### Instructions for the task
Retype the passage on India's Test cricket memories word for word, starting at "West Indies 614" and ending at "Punjamaar's working area!".

And a bigger humiliation came in (the then) calcutta where it looked like a match between "W.Indies  and school boys XI". Here is the score card of that Calcutta match:

West Indies 614 for 5 wickets declared.
India 1st innings
(all out) 124
2nd innings
(all out)154

West Indies won by an innings and 336 runs.

Next year I was reluctant to return to Kanpur for the 2nd test match against  Richie Benaud's Australia (19 December - 24 December 1959). That was the month when "Punja Maar", a psycopatïc serial killer was  "taking wickets" regularly in Lucknow and Kanpur. It was safer inside the house than in Punjamaar's working area!

But I eventually did go to Green Park Kanpur.  'Punja Maar' was caught. And so were Australians with their pants down as Jasu Patel returned an inning's magic spell of 9 wickets for 69, (and 14 wickets in the match) to turn the table on the kangaroos. The invincible Australians were beaten - skittled out at 105 runs!! That was in the days before Gavaskar and kapil Dev got us into the habit of  winning matches. and that impossibe wish-come-true put the whole nation on an LSD-high for a long time.

Talking about Gavasker of the early days is like talking about a maneater tiger let loose in a village. In his debut series in the West Indies he destroyed the home team. In Trinidad in the fifth Test he scored 124 and 220 and India had its first ever series victory over the West Indies - that too in their home terrain!. He was the second player in the world to score a century and double century in a test match and the first Indian to make four centuries in one Test series (his debut series at that!). He was the first Indian to aggregate more than 700 runs in a series, and this 774 runs at 154.80 remains, to this day, the most runs scored in a debut series by ANY batsman.

But the most  heart-stopping moment came much later, in 1990, in India vs.England at Lord’s. The date was July 30, 1990. India was in shambles requiring 24 runs to save the follow-on, with nine wickets down and that hopeless comic figure of Narendra Hirwani standing there to preside over the liquidation. Kapil Dev, at the batting end had just six balls. And he rose to the occasion in his inimitable style !  In those incredible few minutes he clubbed  Eddie Hemmings, dispatching the last four balls of that over to four successive glorious sixes and saved the follow-on! All the four red balls soared deep into the heavens, into the blue sky, four straight drives hit with the savage force of Kapil Dev's strong wrists, high over the head of the umpire. Lords had not seen this spectacle before, it may never see it again! As we say KAPIL . . DEV. .  KA. .  JAWAB. .  NAHI. .  (no one can be like Kapil Dev !!).

### Data
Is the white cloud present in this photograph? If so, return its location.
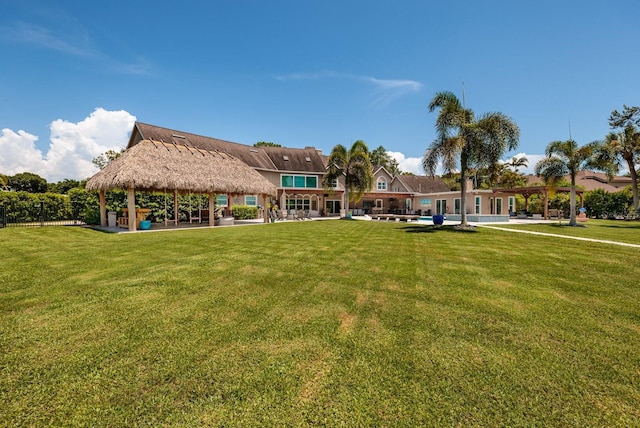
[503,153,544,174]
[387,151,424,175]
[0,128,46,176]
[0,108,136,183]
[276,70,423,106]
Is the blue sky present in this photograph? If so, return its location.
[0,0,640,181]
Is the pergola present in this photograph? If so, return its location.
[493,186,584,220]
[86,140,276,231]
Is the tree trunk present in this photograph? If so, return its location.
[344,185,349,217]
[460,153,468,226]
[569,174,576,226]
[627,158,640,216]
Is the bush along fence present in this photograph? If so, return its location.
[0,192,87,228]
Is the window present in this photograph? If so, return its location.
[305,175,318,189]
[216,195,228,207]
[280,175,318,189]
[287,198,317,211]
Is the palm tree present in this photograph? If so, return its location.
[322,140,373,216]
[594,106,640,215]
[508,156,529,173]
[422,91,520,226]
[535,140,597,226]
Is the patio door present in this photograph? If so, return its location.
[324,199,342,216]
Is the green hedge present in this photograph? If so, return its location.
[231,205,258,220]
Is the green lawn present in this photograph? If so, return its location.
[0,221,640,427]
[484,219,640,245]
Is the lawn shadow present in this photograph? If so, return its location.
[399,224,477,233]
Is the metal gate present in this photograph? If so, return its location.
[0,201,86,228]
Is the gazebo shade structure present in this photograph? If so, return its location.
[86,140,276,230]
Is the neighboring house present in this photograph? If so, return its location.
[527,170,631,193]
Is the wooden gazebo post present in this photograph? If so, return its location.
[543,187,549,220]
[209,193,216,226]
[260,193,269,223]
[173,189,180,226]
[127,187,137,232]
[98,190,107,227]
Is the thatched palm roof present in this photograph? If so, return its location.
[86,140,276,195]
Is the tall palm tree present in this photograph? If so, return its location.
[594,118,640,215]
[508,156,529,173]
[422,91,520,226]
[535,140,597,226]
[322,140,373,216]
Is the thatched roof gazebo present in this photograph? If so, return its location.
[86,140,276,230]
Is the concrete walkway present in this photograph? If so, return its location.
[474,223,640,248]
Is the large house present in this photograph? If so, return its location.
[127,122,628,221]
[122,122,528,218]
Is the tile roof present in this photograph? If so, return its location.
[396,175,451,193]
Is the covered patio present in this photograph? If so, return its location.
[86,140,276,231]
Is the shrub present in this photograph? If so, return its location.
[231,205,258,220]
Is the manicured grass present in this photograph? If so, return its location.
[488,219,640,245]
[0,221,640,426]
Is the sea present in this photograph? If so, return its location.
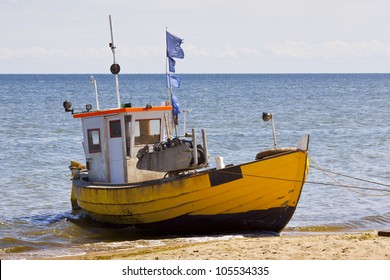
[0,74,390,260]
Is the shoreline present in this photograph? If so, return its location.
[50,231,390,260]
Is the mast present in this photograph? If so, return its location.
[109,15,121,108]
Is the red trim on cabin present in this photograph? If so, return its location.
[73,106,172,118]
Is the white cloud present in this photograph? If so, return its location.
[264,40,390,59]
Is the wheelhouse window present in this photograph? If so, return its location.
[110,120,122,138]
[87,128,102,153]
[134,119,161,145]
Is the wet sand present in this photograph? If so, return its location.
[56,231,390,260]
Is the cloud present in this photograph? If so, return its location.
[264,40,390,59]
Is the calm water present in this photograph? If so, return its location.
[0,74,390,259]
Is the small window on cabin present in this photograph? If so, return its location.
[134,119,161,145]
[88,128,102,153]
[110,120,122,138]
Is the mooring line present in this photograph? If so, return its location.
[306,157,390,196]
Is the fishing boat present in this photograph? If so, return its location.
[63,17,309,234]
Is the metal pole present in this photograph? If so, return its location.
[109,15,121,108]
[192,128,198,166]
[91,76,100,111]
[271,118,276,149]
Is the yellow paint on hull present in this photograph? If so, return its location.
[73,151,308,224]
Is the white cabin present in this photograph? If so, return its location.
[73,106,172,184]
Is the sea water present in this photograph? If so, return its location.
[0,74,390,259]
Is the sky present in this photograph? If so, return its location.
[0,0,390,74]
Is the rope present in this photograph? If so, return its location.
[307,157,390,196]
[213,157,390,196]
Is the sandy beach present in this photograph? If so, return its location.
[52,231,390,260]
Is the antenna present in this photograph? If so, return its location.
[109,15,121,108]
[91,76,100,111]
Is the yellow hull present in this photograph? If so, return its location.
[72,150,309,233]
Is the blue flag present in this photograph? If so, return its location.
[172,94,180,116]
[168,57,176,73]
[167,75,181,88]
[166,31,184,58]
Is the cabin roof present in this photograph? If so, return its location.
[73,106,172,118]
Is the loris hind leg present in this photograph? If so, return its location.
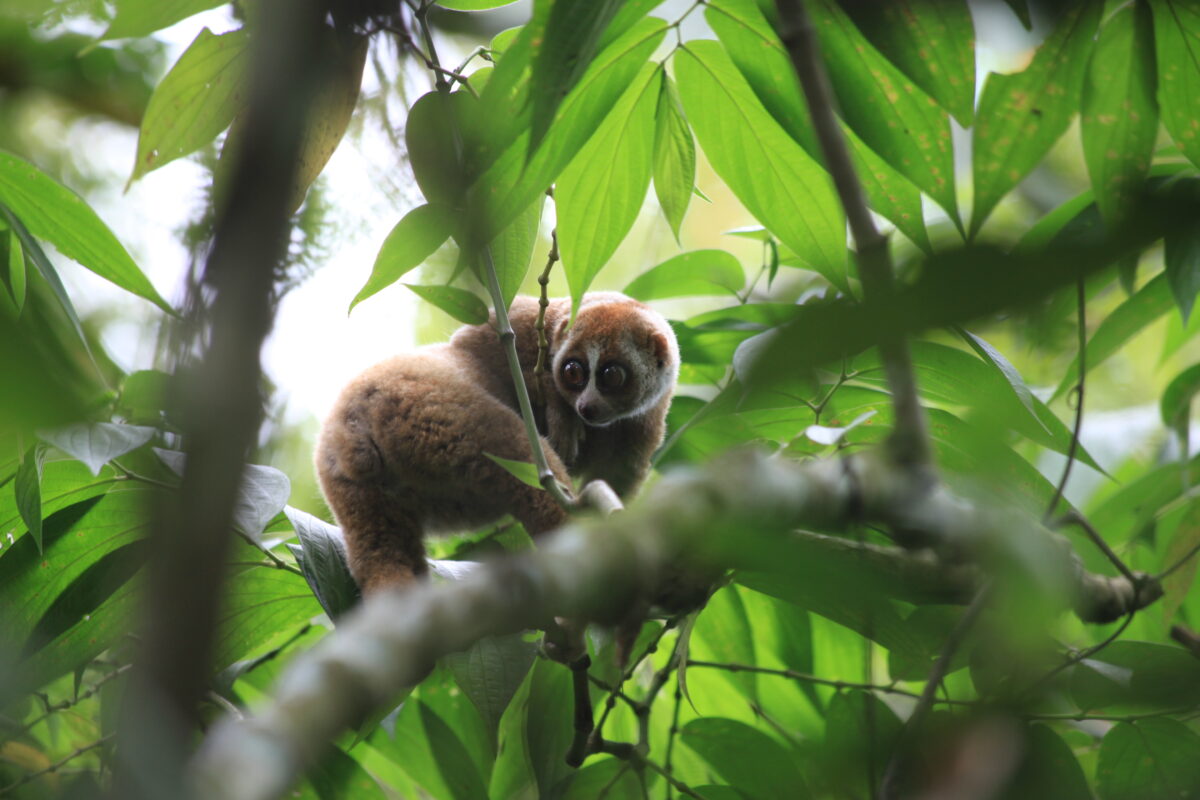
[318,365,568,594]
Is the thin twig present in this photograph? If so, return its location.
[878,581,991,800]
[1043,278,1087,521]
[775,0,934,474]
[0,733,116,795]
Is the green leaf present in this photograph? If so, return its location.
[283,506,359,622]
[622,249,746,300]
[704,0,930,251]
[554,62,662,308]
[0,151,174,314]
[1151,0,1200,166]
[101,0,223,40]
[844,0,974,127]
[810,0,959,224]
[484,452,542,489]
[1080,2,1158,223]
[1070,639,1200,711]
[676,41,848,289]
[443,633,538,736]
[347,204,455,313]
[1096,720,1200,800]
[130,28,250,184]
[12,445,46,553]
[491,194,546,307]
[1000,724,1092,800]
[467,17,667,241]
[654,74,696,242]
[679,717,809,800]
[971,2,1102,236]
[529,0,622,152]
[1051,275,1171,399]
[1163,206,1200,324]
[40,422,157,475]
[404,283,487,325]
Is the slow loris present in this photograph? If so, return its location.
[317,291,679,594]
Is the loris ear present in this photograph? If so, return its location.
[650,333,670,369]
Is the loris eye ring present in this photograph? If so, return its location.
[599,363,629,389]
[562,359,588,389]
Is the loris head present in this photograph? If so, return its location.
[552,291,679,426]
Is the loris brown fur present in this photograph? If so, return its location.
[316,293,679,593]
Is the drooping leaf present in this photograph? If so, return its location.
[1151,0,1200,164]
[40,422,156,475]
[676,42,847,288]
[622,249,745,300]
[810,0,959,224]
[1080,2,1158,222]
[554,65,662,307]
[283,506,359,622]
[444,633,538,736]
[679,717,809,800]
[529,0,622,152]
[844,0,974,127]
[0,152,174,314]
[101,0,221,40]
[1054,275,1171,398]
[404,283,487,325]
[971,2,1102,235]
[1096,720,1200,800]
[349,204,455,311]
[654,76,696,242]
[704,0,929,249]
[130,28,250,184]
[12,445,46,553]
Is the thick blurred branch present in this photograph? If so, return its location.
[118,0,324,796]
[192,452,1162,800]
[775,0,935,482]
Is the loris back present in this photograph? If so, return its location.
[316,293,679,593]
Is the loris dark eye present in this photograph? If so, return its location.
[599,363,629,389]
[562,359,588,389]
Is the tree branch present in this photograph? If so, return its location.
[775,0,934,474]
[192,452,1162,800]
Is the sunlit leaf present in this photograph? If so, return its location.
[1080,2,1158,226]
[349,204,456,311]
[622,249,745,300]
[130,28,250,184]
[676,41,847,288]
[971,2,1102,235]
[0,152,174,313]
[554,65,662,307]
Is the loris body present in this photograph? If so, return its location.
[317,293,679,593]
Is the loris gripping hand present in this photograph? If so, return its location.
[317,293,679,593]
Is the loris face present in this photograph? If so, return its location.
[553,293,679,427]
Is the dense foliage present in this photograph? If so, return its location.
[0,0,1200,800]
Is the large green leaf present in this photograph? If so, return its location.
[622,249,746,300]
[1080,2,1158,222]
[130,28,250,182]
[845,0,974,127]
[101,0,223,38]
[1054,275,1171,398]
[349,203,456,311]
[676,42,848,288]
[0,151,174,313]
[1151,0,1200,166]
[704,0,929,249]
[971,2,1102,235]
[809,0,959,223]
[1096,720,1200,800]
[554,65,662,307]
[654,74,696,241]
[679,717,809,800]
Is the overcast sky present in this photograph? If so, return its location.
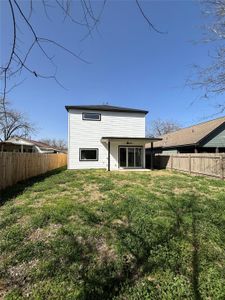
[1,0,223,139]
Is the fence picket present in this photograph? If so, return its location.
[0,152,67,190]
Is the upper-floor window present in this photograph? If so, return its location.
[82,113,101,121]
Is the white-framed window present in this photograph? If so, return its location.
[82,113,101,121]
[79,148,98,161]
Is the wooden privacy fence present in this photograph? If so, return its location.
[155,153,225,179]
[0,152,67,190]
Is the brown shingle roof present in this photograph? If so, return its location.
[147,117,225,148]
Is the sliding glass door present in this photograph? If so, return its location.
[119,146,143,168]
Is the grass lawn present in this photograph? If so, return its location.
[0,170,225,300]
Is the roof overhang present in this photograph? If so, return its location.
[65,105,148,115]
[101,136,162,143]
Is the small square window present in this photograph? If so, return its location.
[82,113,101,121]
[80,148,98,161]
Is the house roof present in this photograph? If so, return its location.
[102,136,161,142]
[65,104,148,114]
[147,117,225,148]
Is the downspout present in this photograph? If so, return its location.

### Written solution
West Indies 614 for 5 wickets declared.
India 1st innings
(all out) 124
2nd innings
(all out)154

West Indies won by an innings and 336 runs.

Next year I was reluctant to return to Kanpur for the 2nd test match against  Richie Benaud's Australia (19 December - 24 December 1959). That was the month when "Punja Maar", a psycopatïc serial killer was  "taking wickets" regularly in Lucknow and Kanpur. It was safer inside the house than in Punjamaar's working area!